Exercise aim =>
Using the records below, give again exactly the lines from the line that contains "Query: distant shoreline" through the line that contains "find the curved stone rib in the photo above", both ends included, and only those.

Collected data
_ _ _ _ _
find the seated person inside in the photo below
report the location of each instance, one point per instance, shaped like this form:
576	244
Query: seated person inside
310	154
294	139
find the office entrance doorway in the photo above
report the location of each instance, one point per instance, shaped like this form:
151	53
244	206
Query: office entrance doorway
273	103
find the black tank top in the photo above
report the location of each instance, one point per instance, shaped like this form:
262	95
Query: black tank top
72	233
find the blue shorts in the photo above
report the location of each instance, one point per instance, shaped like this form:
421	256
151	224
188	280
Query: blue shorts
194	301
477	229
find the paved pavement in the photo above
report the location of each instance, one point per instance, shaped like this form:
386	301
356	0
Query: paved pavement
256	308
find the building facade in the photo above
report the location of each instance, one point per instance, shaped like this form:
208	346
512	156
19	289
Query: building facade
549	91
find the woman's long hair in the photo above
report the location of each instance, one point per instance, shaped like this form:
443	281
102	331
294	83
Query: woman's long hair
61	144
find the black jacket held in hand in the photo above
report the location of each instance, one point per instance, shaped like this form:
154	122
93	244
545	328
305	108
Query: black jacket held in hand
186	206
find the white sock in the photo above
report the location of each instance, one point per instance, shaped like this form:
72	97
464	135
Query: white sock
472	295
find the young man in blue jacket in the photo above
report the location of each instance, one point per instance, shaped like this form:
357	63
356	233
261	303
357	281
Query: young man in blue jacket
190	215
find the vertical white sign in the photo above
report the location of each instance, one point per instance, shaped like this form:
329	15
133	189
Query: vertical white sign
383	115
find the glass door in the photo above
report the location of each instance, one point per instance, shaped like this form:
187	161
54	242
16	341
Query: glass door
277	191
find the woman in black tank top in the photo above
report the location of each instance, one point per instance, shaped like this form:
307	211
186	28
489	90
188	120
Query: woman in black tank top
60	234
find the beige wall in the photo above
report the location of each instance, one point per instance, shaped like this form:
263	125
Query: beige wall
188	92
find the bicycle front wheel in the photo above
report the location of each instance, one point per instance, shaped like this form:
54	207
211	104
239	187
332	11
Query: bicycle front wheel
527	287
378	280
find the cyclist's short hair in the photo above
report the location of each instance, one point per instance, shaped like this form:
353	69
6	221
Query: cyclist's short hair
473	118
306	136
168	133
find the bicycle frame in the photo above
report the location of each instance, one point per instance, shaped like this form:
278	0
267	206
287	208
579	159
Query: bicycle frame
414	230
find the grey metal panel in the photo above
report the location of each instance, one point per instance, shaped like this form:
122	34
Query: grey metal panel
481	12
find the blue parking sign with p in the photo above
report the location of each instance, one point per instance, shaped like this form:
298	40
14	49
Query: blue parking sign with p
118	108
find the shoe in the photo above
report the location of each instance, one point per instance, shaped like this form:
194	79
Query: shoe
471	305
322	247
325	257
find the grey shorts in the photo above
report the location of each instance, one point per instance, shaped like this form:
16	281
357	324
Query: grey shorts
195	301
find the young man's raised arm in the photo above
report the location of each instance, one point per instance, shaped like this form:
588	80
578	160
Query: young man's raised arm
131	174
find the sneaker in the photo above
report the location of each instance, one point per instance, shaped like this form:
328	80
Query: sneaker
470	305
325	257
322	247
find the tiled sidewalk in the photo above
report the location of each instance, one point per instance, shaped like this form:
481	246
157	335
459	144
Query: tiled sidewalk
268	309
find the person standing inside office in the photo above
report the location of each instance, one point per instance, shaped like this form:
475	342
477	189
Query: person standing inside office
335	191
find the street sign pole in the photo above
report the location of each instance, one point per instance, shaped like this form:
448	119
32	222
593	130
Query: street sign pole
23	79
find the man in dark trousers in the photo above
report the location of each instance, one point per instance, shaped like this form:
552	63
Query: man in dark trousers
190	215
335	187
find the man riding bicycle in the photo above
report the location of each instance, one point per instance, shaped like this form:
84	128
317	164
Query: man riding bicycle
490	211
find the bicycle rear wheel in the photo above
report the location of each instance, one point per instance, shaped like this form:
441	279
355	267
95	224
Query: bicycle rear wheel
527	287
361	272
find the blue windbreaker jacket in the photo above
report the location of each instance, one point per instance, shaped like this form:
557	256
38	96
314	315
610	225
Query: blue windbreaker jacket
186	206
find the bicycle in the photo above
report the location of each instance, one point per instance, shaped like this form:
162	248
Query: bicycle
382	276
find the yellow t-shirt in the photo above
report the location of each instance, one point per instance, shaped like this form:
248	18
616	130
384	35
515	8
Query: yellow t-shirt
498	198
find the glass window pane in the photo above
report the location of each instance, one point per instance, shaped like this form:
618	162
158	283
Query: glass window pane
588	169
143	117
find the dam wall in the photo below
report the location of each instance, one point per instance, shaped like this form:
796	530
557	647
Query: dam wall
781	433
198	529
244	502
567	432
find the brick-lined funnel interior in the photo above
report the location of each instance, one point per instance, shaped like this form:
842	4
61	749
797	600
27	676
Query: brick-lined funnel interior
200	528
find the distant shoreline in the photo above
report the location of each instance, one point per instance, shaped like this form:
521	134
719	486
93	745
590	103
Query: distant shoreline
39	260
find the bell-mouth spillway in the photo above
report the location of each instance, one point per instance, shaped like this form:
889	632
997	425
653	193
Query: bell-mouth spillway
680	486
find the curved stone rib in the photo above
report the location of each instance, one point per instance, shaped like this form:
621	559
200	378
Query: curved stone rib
_ _ _ _ _
Final answer =>
Query: distant shoreline
39	260
find the bell-mouth spillway in the photo above
report the location of each instance, one point per instance, shaped like this form:
889	632
997	425
653	193
Query: bell-mouth spillway
680	486
find the curved stone rib in the photo above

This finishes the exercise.